Aim of the task » Quote the lines below from the one containing "Can you see the fish pectoral" to the final line, both ends included; exclude the pictures.

Extracted material »
◆ ◆ ◆

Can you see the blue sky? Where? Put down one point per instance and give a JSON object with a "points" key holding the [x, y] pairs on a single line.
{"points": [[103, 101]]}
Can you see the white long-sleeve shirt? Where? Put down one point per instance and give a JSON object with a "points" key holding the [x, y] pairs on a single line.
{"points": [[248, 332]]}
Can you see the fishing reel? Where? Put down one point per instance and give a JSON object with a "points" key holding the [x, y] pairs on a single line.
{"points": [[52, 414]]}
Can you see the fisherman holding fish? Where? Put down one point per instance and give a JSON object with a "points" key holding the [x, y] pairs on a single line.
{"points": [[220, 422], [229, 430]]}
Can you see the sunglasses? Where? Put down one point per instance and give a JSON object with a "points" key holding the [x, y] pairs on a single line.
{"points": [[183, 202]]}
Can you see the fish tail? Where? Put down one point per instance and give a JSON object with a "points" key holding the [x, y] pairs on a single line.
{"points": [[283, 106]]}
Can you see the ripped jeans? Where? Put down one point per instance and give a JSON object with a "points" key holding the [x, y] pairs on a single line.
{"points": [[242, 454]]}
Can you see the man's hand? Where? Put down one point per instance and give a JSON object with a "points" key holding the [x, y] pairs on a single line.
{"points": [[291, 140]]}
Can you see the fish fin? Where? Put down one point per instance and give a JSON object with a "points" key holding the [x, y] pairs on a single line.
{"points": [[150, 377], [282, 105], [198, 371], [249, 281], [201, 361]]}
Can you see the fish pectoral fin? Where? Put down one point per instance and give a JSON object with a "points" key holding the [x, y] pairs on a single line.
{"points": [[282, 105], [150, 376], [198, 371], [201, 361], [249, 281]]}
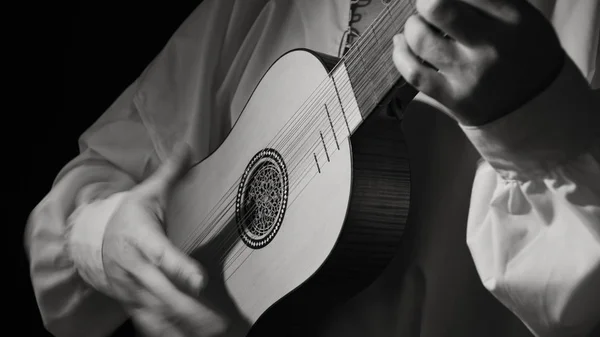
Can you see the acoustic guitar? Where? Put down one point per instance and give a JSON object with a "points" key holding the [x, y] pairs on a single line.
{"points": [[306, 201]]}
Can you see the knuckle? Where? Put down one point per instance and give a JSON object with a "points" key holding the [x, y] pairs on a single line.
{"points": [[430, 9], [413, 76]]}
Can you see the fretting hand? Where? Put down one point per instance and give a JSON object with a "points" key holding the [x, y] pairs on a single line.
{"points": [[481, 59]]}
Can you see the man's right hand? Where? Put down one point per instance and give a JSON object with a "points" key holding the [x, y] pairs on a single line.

◆ ◆ ◆

Task result »
Can you see the fish pectoral fin? Where? Put down one point per instance and give a JSON object with a "points" key holding the [x, y] pairs on a single line.
{"points": [[282, 105], [150, 376], [198, 371], [201, 361], [249, 281]]}
Can you see the acoustic guitar? Where? Put down one point per instance and give a JSON object with a "points" key holding the [x, y] pairs on a single line.
{"points": [[306, 201]]}
Can you see the knuckle? Where? Put down one point per instance and give a JSON object with a "points" key holding the [x, y] pairs on a single line.
{"points": [[430, 9], [413, 76]]}
Can you see the fretting hand? Where? Put down one point per instance and give a JSON object with a "points" key holding the [x, y] pairs on a single line.
{"points": [[481, 59]]}
Can you see the man's right hand? Where? Put down one point per instance and give a JSON object with a "points" key holding the [x, y] pairs on a single line.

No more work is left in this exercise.